__Task goal__
For the word "rocky", return each line of the data in which it occurs.

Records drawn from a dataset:

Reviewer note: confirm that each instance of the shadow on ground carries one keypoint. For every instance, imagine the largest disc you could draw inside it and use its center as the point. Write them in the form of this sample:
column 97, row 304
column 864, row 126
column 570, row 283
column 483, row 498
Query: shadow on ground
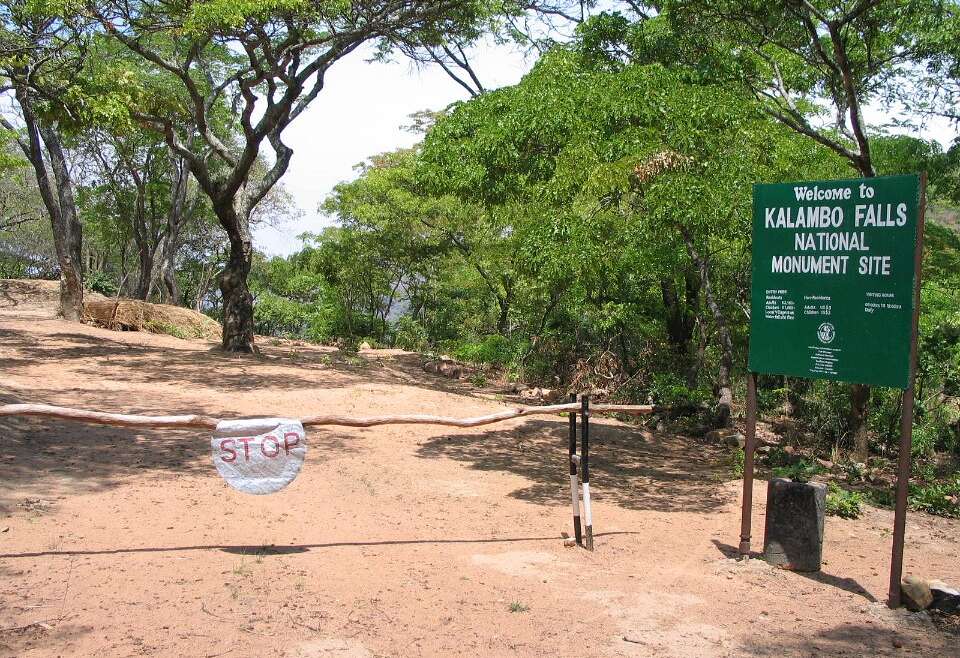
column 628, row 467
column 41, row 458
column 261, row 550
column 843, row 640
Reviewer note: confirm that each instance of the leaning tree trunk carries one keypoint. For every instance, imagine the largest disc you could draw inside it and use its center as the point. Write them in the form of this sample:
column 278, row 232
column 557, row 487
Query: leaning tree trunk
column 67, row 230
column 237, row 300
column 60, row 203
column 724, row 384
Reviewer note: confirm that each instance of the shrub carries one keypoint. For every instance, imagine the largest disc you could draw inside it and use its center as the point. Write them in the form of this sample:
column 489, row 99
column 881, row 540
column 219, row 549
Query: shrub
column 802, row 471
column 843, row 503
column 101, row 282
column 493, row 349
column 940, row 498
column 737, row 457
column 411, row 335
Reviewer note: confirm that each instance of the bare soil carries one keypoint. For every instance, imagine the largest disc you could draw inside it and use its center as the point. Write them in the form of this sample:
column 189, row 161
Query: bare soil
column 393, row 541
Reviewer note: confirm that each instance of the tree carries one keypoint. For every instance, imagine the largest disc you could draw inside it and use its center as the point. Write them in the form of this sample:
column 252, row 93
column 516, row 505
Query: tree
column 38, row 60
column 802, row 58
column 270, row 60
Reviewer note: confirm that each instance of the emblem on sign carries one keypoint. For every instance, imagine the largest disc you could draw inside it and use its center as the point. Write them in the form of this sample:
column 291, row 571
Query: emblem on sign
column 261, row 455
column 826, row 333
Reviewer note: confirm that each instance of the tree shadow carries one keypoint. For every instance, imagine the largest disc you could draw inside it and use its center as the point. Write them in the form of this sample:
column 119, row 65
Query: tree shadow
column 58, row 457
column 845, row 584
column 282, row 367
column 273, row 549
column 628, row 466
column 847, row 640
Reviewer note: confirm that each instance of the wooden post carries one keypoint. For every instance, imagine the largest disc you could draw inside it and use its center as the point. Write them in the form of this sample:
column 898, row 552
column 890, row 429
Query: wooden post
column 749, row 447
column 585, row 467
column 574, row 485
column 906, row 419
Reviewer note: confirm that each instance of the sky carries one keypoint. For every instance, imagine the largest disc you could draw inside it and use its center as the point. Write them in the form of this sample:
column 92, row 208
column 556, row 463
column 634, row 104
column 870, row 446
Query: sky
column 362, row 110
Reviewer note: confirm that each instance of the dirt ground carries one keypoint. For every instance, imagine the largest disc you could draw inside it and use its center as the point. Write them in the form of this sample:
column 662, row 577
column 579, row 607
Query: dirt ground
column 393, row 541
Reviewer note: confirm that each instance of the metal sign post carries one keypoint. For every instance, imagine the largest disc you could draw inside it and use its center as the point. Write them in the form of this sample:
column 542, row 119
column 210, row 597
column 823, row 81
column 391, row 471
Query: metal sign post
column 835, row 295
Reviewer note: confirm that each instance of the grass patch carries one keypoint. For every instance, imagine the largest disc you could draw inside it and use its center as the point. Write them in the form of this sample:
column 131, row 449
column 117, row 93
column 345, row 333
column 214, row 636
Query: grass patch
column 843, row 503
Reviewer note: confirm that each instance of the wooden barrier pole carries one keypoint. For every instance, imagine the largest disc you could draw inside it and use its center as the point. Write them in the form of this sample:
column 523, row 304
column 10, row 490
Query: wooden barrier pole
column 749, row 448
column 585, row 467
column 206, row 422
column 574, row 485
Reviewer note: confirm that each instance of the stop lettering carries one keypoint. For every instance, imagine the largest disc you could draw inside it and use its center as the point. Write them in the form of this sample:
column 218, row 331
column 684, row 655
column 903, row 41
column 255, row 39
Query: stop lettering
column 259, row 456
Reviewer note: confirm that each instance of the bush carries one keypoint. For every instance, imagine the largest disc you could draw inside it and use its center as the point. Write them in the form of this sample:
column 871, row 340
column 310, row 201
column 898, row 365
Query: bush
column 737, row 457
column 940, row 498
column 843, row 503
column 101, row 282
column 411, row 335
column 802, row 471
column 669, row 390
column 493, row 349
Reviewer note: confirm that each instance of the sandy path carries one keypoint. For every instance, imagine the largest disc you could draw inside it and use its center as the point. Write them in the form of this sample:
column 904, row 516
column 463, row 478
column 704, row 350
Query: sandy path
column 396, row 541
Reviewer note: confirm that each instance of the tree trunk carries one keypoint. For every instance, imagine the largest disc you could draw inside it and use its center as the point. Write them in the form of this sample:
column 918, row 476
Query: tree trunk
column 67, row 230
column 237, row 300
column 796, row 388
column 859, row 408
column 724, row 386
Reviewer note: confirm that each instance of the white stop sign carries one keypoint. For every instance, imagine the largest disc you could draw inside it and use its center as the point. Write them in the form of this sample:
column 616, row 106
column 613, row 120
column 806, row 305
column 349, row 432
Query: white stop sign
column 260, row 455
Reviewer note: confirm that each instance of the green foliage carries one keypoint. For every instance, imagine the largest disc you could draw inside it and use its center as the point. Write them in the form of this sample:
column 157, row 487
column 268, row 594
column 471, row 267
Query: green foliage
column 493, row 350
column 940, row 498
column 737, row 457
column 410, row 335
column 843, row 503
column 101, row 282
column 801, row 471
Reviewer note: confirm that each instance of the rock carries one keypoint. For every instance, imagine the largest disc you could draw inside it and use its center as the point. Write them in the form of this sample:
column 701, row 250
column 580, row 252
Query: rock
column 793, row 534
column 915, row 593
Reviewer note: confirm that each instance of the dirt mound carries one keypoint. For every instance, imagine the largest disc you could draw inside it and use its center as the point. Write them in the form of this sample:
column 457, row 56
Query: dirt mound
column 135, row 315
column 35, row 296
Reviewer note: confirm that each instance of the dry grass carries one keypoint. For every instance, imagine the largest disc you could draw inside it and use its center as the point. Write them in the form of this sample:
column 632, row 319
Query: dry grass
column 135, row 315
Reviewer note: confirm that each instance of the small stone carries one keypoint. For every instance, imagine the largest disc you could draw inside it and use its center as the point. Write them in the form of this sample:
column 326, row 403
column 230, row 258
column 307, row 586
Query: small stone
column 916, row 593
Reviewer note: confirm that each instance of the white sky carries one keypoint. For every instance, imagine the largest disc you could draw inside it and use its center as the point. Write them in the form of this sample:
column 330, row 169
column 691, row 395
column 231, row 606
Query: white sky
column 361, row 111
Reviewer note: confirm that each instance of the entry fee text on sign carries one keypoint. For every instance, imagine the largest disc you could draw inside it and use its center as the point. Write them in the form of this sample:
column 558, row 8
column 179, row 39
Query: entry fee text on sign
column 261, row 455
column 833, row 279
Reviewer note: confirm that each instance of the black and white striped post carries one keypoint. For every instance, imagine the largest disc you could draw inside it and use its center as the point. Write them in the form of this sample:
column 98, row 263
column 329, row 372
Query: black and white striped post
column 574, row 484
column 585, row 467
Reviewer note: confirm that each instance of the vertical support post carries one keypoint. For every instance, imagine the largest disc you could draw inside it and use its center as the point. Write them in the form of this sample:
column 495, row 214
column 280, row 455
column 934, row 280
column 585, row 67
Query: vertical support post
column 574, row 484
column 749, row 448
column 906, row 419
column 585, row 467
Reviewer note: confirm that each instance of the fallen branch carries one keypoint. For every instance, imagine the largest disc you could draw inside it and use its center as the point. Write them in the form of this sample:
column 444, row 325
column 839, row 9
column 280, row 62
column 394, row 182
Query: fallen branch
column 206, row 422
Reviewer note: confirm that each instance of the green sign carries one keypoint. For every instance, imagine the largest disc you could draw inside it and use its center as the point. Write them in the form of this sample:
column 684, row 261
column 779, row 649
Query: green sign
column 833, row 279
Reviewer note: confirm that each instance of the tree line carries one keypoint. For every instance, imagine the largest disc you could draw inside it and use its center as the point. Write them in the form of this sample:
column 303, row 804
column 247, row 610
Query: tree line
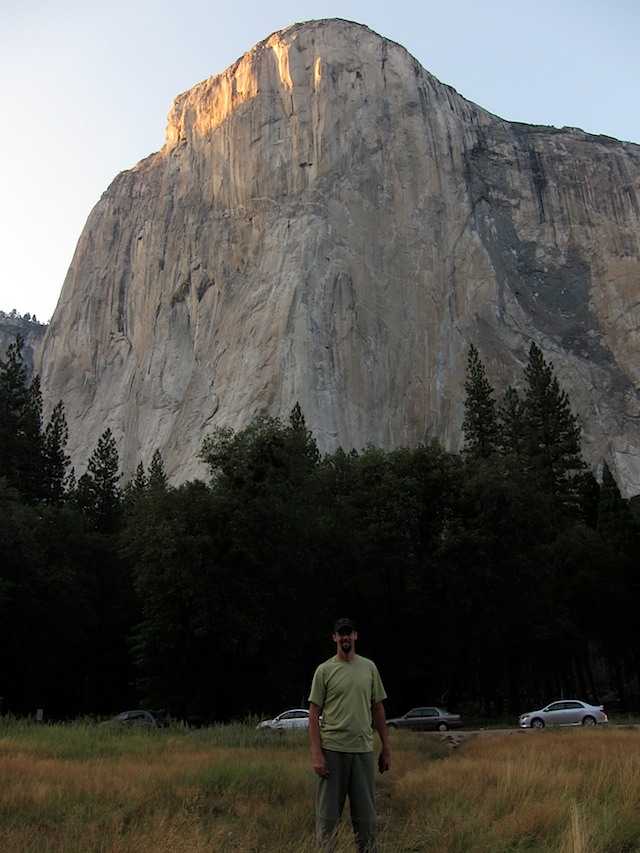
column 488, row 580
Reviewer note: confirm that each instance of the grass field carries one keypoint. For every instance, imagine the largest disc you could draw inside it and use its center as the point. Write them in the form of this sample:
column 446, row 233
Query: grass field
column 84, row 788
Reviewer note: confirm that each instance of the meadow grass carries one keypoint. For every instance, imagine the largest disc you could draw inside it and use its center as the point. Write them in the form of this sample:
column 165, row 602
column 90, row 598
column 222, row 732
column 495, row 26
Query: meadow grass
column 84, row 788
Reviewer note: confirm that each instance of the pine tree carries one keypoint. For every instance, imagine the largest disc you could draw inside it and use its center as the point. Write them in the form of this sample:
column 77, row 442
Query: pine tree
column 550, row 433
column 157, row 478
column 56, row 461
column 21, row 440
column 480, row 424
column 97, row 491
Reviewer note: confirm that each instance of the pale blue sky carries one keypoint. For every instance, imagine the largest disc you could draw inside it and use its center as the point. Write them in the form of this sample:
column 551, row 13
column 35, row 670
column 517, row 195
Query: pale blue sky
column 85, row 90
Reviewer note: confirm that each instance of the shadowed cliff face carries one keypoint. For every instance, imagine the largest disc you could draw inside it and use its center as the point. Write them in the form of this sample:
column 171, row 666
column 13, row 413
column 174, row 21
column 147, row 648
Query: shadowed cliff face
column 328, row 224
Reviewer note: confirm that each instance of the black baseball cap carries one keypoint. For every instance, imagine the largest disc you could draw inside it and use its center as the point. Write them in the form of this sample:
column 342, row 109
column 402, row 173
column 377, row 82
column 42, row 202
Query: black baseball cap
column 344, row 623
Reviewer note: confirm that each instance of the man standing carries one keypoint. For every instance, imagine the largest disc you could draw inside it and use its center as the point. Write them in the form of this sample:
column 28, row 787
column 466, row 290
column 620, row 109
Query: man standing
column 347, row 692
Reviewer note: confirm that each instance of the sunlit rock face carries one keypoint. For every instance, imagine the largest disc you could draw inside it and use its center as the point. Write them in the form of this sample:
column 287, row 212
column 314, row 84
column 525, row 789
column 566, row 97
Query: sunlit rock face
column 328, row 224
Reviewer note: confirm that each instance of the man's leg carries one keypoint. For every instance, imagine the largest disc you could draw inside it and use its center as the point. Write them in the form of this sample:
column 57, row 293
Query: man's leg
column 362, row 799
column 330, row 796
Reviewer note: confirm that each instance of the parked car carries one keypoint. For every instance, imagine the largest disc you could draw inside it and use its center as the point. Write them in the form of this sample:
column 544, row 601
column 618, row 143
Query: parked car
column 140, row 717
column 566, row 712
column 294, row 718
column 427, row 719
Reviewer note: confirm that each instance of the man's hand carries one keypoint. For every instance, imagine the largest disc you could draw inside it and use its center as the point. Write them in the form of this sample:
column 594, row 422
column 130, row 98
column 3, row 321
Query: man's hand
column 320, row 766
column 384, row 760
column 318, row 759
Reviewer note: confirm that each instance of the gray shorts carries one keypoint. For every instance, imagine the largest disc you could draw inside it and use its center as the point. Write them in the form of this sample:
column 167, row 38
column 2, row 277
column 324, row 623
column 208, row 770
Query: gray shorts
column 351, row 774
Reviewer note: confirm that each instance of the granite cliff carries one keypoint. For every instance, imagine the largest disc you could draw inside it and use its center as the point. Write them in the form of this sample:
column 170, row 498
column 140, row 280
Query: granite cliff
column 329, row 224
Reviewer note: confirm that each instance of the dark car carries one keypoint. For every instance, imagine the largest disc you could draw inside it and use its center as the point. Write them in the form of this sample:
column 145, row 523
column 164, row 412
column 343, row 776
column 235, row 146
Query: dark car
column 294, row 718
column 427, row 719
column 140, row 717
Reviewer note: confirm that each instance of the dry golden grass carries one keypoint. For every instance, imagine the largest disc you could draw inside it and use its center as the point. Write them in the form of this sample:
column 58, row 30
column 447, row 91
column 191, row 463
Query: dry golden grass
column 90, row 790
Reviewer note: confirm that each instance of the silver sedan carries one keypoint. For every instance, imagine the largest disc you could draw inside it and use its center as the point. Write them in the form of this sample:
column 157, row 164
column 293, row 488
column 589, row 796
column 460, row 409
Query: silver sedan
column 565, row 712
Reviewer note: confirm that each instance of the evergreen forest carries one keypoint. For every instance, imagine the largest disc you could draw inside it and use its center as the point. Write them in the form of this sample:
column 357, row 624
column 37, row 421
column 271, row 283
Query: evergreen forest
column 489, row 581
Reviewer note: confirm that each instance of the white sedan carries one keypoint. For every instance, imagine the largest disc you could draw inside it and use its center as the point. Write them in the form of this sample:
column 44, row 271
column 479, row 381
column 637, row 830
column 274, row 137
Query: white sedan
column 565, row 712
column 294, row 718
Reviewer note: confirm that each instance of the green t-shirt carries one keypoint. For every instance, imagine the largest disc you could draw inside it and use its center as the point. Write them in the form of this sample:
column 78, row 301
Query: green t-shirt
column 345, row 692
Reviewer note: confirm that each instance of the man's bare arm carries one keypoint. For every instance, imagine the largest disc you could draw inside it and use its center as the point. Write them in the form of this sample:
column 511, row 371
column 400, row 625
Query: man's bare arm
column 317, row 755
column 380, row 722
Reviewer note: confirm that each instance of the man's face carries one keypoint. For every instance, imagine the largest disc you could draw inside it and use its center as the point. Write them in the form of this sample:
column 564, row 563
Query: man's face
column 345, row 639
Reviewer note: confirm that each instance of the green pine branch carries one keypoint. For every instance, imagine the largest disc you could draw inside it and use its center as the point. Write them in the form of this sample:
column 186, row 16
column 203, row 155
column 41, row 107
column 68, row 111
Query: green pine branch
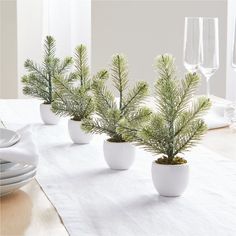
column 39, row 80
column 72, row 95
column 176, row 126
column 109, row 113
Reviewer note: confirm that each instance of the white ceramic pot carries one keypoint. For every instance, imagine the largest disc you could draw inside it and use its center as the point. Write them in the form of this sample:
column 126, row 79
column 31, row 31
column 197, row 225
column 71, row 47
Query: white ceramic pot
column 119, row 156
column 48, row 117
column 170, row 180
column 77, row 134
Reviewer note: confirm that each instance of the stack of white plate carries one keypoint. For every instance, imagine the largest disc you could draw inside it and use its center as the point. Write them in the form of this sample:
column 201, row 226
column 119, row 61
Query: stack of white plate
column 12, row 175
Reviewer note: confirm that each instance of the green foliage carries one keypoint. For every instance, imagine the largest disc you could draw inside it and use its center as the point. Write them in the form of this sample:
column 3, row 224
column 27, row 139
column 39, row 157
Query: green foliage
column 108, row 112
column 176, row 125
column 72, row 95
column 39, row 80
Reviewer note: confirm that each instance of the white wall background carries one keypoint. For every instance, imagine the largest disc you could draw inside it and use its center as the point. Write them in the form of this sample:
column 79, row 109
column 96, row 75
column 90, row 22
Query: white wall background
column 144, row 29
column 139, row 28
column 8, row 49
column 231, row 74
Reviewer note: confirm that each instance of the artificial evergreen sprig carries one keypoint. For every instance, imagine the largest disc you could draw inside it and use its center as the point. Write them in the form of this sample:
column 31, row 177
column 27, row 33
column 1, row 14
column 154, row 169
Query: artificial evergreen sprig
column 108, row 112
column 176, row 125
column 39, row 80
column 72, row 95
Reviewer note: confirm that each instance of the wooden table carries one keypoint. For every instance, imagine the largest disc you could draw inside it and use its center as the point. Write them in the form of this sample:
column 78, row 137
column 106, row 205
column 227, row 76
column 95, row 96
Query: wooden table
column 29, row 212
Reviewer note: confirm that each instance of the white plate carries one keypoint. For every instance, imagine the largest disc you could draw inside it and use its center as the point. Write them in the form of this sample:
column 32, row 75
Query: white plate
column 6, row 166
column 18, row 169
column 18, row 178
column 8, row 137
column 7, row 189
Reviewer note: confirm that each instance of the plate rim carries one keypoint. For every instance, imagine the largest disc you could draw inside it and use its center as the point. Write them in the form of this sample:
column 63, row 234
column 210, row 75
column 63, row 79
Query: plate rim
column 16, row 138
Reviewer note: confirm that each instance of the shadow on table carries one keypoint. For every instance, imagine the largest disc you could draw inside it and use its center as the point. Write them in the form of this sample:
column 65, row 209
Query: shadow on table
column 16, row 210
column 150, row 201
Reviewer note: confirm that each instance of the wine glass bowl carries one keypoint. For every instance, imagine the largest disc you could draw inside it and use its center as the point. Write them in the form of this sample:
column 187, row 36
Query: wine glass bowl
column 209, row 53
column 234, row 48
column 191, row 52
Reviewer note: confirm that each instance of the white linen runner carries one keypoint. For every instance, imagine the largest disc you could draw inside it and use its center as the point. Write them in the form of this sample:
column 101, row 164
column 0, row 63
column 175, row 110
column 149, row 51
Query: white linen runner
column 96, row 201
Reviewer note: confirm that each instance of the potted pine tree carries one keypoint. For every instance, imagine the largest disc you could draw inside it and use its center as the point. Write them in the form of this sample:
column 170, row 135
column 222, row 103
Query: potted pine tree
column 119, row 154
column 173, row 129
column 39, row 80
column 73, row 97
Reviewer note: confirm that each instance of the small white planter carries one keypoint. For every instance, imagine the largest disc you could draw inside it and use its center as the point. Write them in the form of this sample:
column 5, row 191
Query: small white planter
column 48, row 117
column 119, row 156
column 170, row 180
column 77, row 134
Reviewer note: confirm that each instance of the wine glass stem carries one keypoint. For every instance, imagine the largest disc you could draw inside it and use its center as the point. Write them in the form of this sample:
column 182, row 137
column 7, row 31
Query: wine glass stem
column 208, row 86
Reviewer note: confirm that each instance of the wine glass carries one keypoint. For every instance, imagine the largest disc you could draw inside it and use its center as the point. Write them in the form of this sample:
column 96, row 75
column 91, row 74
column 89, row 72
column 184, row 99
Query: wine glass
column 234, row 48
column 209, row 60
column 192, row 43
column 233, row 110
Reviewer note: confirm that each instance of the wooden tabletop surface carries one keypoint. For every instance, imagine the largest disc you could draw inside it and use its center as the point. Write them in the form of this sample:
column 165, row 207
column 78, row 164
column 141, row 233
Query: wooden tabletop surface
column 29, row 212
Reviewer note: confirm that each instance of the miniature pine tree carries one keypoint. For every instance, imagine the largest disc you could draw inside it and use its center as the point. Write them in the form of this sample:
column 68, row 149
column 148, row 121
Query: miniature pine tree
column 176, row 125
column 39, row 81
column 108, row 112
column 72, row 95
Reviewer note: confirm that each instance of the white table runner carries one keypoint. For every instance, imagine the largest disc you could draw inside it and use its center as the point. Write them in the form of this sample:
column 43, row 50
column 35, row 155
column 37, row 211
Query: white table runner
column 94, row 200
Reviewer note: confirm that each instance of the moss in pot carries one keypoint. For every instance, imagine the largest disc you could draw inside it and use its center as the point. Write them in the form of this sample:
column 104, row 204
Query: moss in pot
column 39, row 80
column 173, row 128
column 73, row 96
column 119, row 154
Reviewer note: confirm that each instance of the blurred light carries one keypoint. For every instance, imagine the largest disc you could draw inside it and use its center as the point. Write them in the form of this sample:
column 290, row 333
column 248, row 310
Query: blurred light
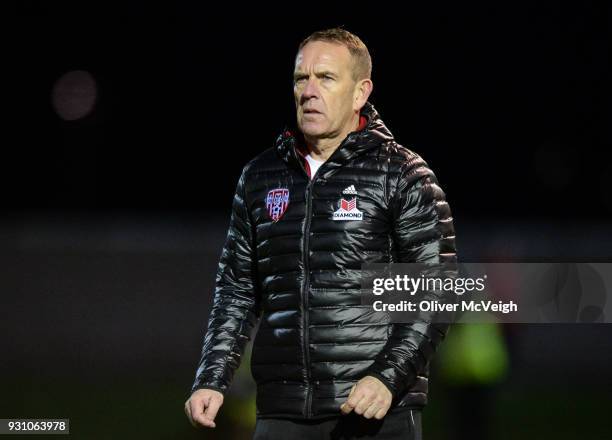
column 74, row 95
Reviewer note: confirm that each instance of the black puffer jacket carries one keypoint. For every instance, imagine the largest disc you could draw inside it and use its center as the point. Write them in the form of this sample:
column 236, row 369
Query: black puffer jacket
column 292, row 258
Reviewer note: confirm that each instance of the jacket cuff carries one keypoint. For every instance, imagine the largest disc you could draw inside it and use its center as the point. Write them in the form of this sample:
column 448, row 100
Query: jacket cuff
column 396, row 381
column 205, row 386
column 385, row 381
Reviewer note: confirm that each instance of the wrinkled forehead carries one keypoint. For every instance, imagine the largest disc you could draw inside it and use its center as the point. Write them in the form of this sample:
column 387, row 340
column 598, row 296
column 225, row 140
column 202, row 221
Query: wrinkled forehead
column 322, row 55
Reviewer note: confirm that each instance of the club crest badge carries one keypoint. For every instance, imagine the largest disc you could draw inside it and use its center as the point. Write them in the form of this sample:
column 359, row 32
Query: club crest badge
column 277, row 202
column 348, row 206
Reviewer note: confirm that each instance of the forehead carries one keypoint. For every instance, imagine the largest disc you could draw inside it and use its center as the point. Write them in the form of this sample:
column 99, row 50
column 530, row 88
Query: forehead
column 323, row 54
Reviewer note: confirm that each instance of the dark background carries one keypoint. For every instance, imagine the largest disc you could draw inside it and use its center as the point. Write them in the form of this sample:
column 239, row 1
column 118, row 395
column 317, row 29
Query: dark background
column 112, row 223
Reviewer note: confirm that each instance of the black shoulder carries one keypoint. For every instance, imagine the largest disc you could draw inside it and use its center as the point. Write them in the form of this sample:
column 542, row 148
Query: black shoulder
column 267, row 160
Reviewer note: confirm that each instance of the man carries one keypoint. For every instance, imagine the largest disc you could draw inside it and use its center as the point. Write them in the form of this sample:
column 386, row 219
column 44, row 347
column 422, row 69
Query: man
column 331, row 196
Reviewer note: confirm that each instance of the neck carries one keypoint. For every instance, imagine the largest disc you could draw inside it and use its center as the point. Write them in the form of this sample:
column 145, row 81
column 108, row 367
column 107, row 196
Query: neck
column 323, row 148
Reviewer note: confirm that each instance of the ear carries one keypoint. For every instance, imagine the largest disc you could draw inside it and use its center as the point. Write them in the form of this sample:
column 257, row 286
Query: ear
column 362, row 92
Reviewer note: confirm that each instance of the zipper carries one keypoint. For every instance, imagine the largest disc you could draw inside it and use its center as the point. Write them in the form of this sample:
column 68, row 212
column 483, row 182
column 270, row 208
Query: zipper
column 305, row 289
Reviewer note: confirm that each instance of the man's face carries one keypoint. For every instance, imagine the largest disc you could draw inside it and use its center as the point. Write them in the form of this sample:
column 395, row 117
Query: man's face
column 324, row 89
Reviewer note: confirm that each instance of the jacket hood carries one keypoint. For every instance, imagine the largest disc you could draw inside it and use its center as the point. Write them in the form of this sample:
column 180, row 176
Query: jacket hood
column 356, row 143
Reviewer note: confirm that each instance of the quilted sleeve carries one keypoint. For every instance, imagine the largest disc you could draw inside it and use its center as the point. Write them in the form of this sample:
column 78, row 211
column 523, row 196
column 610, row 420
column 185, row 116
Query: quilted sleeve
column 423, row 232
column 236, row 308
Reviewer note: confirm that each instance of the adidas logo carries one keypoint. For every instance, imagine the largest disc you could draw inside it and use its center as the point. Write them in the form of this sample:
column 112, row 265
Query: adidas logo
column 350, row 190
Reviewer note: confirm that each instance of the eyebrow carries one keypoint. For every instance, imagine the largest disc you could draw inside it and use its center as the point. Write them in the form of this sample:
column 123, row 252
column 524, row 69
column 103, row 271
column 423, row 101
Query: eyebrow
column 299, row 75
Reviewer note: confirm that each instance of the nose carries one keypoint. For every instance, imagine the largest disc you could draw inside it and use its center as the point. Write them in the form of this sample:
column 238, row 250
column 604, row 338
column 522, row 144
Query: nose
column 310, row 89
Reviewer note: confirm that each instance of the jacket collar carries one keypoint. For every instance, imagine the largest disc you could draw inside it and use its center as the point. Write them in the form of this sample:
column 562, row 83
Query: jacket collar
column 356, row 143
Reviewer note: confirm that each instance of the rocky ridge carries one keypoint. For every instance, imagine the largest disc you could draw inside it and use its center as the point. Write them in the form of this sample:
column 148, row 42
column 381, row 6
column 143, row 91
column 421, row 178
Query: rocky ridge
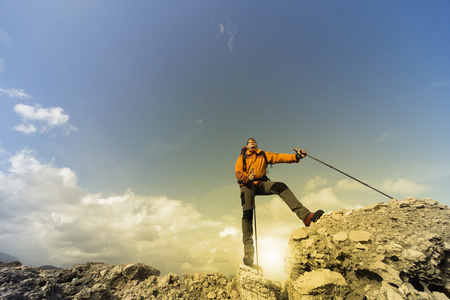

__Task solution__
Reviewer note: confirm that each instance of the rocky ridge carries one keypoint. For every instance, imagine the largest disc you could draw inside it and use its center as the point. Write them in the form of this sample:
Query: rocky ridge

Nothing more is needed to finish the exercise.